=== PASSAGE FOR REVIEW ===

Following the French Revolution, the new town council in Ascq established an office in a room attached to a music hall, operated by David Dupire-Lemaire. The council then relocated to a building on what is now Rue Gaston Barrette, where they rented a room from a brewer, Charles Darras, in late 1888.

In 1921, the council decided to acquire the building from Darras, so that they could demolish it and then erect a new town hall on the same site. The intention was "pour donner un caractère urbain au village" ("to give an urban character to the village"). The new building was designed in the neoclassical style, built in red brick with stone finishes and was completed in 1928. The design involved an asymmetrical main frontage of six bays facing onto Rue Gaston Barrette. The third bay on the left featured a doorway with a segmental-shaped fanlight flanked by brackets supporting a stone balcony. There was a French door on the first floor and a date stone above it. The other bays were fenestrated by segmental headed casement windows with voussoirs on the ground floor and by square headed casement windows with window sills on the first floor. The upper part of the first floor was faced with a cement render and featured a series of wooden brackets supporting the eaves.

On 1 April 1944, during the Second World War, 86 men from the town were massacred by the 12th SS Panzer Division Hitlerjugend, part of the Waffen-SS, in a reprisal for a train derailment initiated by the French Resistance. Four days later, a large crowd gathered in front of the town hall as the cortège carrying the coffins passed by.

=== MATERIAL SHOWN ===

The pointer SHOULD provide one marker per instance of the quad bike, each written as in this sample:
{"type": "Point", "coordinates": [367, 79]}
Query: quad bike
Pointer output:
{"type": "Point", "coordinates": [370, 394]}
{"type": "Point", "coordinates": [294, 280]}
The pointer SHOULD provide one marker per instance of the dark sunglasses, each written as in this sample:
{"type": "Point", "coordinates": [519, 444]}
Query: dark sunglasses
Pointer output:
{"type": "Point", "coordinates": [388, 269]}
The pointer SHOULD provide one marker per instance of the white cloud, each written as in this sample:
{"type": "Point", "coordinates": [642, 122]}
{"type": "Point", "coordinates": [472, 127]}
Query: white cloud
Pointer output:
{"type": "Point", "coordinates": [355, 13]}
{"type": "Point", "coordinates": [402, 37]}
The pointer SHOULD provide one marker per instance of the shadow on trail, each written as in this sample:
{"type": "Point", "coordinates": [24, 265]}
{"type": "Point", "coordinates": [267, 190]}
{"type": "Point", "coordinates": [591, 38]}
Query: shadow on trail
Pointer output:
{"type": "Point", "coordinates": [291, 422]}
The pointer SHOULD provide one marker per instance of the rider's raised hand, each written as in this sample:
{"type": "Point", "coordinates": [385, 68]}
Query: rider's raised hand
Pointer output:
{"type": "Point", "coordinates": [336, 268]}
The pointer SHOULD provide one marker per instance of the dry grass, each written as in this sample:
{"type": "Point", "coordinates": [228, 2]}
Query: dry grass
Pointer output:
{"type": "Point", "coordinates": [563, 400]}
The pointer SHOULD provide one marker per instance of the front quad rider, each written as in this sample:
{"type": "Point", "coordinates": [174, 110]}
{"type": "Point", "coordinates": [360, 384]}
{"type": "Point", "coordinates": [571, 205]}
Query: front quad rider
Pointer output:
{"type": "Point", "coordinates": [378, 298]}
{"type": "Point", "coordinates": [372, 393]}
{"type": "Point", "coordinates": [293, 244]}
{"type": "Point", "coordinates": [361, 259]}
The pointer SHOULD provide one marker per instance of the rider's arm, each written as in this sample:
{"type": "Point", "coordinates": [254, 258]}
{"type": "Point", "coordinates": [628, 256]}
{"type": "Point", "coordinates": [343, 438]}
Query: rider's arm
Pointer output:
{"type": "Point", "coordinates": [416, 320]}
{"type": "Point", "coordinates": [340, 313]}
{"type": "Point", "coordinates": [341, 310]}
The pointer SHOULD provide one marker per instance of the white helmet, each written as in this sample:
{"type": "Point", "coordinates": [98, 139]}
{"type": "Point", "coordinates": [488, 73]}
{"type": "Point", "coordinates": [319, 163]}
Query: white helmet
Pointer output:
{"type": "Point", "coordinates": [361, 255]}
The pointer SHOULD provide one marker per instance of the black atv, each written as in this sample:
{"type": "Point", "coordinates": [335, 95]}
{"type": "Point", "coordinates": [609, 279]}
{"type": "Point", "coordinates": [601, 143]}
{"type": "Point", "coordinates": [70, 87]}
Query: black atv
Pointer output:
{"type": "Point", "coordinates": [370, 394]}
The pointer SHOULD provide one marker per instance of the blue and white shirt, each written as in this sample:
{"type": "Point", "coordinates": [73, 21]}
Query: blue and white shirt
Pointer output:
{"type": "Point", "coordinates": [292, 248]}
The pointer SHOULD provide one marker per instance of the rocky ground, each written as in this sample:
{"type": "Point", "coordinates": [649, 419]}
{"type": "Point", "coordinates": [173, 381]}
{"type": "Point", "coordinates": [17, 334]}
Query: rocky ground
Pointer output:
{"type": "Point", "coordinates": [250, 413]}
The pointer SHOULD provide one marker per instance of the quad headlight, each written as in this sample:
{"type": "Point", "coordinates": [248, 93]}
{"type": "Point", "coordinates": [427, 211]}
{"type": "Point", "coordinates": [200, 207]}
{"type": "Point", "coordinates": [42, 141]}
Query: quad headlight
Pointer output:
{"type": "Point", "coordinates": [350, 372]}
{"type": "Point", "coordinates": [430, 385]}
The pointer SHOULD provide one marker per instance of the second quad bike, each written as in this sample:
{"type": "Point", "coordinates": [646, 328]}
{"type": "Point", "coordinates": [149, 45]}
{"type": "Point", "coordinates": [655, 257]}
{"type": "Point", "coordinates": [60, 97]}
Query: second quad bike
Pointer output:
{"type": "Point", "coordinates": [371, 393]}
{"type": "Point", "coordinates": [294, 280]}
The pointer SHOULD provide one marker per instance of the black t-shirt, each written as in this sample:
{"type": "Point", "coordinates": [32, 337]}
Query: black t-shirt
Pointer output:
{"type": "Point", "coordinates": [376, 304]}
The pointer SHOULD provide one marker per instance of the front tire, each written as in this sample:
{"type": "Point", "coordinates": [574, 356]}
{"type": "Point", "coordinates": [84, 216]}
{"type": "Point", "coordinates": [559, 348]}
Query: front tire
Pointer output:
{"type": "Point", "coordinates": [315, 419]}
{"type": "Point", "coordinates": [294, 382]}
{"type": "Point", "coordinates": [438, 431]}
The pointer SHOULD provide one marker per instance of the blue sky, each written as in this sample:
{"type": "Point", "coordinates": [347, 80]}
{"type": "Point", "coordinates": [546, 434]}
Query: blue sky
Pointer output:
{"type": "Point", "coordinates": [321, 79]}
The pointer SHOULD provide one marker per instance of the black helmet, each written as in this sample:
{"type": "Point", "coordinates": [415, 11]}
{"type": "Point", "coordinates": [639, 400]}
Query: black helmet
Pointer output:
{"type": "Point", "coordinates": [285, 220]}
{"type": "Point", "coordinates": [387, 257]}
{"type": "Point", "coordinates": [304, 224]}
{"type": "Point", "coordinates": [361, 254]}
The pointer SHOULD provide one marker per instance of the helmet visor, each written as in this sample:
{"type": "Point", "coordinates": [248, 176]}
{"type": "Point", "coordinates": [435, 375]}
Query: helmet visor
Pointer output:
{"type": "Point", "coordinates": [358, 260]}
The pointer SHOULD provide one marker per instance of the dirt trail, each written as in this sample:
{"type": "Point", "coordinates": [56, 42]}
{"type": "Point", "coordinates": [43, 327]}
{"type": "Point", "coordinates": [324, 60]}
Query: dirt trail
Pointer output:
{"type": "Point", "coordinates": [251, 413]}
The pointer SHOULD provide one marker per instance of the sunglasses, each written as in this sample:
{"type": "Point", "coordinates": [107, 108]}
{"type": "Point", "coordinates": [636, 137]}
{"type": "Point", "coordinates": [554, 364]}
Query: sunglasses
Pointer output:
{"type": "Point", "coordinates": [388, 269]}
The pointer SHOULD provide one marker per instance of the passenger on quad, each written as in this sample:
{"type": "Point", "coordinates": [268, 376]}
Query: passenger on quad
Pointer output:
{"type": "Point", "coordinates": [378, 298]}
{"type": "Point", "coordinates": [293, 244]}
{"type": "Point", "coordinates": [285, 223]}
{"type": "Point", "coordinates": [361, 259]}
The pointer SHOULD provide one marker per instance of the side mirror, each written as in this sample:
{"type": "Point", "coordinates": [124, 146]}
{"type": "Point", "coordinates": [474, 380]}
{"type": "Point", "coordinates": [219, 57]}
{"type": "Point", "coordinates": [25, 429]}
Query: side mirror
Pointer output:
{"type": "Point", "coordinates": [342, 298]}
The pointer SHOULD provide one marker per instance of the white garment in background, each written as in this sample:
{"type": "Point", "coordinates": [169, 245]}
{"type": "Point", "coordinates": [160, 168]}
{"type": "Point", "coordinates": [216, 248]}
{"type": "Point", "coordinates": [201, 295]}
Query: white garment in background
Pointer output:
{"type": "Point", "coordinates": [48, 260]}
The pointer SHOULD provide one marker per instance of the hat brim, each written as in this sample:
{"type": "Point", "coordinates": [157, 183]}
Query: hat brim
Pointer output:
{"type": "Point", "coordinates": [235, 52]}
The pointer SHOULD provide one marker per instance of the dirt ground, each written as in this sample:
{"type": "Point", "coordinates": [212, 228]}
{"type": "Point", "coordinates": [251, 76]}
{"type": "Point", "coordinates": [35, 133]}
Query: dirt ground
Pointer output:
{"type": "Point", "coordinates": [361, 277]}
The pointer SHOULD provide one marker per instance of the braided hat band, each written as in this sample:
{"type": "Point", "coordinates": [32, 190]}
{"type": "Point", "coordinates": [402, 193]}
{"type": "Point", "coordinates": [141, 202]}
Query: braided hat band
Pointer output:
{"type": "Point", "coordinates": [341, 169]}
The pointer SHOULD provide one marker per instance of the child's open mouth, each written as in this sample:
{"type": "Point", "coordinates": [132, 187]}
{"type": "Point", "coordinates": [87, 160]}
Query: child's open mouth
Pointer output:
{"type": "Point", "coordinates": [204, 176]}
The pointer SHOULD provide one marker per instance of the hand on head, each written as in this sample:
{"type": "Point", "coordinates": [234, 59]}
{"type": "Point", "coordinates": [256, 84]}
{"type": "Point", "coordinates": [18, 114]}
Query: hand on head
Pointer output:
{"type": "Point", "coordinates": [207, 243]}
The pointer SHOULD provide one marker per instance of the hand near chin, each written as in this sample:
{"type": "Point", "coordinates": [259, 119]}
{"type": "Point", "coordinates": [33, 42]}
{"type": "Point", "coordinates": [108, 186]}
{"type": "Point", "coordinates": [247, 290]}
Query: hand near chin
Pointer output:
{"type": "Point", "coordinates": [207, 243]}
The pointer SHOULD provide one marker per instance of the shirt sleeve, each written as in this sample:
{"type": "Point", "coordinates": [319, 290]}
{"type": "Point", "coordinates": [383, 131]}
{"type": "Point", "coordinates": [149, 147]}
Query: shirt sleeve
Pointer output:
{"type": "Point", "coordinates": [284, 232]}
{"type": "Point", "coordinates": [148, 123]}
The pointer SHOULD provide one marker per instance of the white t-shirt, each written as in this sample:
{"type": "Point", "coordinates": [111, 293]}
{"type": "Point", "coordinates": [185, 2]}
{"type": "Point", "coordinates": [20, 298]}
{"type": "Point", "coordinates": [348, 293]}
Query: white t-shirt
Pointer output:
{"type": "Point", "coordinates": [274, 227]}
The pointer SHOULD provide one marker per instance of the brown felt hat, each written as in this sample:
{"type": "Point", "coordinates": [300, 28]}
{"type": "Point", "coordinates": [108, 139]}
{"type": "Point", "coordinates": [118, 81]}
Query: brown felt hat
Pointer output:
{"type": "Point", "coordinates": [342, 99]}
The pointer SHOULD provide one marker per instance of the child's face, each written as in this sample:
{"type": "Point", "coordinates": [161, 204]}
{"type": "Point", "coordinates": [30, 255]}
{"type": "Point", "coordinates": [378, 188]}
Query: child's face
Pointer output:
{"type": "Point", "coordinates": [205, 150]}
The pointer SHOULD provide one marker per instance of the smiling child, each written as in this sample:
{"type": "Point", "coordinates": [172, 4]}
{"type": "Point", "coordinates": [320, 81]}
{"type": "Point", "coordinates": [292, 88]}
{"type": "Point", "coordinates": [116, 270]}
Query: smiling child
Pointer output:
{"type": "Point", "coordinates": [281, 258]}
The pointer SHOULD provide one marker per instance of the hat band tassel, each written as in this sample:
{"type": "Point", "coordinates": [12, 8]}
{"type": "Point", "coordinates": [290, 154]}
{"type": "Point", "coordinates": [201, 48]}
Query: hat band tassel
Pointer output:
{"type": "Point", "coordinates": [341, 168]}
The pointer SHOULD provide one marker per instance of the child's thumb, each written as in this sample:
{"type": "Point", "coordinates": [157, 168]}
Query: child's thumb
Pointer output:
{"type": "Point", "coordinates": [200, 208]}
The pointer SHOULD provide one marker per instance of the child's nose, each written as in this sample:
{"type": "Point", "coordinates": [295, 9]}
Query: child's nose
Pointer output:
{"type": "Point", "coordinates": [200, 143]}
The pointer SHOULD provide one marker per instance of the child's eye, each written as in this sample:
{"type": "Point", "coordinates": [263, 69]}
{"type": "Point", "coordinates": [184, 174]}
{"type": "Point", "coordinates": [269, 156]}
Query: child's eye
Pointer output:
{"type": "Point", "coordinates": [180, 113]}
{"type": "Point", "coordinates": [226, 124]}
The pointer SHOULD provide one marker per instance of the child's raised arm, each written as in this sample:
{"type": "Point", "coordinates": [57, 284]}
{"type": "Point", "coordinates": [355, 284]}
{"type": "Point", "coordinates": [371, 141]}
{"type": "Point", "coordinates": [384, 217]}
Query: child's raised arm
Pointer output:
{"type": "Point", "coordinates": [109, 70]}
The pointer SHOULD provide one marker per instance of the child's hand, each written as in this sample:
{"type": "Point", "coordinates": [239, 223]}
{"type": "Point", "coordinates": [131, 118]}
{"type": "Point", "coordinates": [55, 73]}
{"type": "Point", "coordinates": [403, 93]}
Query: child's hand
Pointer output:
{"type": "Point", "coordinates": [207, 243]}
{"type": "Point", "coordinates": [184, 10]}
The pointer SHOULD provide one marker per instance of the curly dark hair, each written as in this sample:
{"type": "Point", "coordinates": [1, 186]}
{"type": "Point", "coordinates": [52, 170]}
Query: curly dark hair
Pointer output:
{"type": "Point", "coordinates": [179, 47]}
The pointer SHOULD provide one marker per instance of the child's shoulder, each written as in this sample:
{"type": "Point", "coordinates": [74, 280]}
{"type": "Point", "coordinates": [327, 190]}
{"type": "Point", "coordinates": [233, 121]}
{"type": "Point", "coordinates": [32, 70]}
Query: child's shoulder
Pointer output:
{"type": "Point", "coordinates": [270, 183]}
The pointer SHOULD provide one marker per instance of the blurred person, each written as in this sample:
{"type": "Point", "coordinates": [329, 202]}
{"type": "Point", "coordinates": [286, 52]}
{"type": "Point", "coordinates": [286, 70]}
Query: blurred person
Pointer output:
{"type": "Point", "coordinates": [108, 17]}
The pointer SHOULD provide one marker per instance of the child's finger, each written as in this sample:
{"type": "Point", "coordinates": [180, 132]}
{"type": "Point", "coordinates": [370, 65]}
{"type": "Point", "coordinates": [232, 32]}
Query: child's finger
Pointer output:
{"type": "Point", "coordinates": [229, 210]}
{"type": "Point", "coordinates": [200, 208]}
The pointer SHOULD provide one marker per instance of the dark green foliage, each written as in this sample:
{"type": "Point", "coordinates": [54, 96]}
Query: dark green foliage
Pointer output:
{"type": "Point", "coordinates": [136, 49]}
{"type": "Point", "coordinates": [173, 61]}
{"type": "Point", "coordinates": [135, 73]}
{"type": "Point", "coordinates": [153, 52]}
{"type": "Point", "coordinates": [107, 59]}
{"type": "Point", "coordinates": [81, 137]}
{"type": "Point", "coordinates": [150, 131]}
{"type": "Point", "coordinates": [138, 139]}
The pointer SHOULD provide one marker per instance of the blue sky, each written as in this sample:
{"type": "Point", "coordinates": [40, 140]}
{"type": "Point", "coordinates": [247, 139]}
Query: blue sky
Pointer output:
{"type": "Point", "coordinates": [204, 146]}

===

§ USING THE INFORMATION:
(1) Using the passage on the Ascq town hall, answer these questions:
(a) From whom did the council rent a room in late 1888?
(b) In what year was the new town hall completed?
(c) How many men from the town were massacred on 1 April 1944?
(2) Write a continuation of the passage on the Ascq town hall, starting after its final sentence.
The records were drawn from a separate source.

§ TASK-BY-TASK OUTPUTS:
(1)
(a) Charles Darras, a brewer
(b) 1928
(c) 86

(2)
In the 1960s, the area was selected for development as a new town to facilitate the economic growth of Lille. The new town was created by amalgamating the former communes of Ascq, Annappes and Flers-lez-Lille. There was a debate as to whether the site for the urban centre should be near the Lac Saint-Jean, or whether it should be further south on the site of the former "catiches" (chalk quarries). In the end the council selected the latter site, which was in the former commune of Annappes.

The town hall for the new town was designed by Pierre-François Delannoy in the modern style, built in concrete and glass and was officially opened by the mayor, Jean Desmarets, on 18 March 1977. The design involved an asymmetric main frontage facing onto Place Salvador-Allende. The main frontage was faced with bronze-coloured panels. There was a recessed entrance slightly to the left of centre, flanked by steel girders supporting an external staircase, located to the left of the entrance, leading up to a balcony on the first floor. There was also a concrete structure at first floor level, located to the right of the entrance, projected out over the pavement, containing the Salle du Conseil (council chamber).